▸ Data for this task:
>>>>

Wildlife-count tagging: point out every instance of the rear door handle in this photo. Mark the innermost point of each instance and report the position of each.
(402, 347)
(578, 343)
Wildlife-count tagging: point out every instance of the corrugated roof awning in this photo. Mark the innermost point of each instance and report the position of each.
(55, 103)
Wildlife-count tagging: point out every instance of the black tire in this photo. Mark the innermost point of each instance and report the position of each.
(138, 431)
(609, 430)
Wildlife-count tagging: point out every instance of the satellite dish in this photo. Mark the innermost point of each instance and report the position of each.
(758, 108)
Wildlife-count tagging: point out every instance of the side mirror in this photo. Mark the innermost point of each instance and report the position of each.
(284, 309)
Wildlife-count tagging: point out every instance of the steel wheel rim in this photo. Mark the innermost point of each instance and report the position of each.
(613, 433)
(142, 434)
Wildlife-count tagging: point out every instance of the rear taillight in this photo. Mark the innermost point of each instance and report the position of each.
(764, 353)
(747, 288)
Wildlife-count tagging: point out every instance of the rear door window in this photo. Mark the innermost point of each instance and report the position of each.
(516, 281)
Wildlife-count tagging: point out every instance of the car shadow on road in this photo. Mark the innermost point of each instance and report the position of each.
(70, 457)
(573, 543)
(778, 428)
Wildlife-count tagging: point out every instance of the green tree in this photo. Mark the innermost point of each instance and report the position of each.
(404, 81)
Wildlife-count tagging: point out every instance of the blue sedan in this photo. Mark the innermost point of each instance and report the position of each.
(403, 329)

<<<<

▸ What is being asked: An exact copy of every record is required here.

▸ Task response:
Wildlife-count tagging: point out every instance of the rear door handle in this photo. Mark the innermost point of each instance and report the position of each.
(402, 347)
(578, 343)
Wildlife-count tagging: point out every instance of the corrugated roof awning in this photo. Mark the innermost point of each instance and report the position of each.
(55, 103)
Wildlife-count tagging: point out every instance of the black tire in this photo. Mark the innermost point of each instance and report the position of each.
(138, 431)
(609, 430)
Wildlife-count tagging: point out every instance of the satellite dish in this photo. Mark the innermost point of each instance and report the position of each.
(758, 108)
Wildlife-count tagging: point out every instance of the side mirror in this photo. Mark the innermost point of each instance and report the position of each.
(284, 309)
Wildlife-count tagging: point out every instance of the steel wheel rim in this photo. Mark the innermost point of each instance and report the position of each.
(613, 433)
(142, 434)
Wildlife-count tagging: point out every instance of the rear taillight in this photo. Mark the innermost point of each instance and report the position of each.
(764, 353)
(747, 288)
Wildlife-count tagging: point out every instance of the rear door window in this photo. Mark the innermost point of each instance and report the position of each.
(516, 281)
Wildlife-count tagging: point out every instance of the car shadow on road in this photo. Mark the innermost point of each instance and report the position of each.
(70, 457)
(573, 543)
(778, 428)
Wildlife-count tagging: point out every instance of the green tree in this photo. Mark the innermost point of each instance and report the position of each.
(404, 81)
Wildlife-count tagging: point out every instance of the blue sedan in this photo. Mark the innermost point of each instance and report the position of each.
(403, 329)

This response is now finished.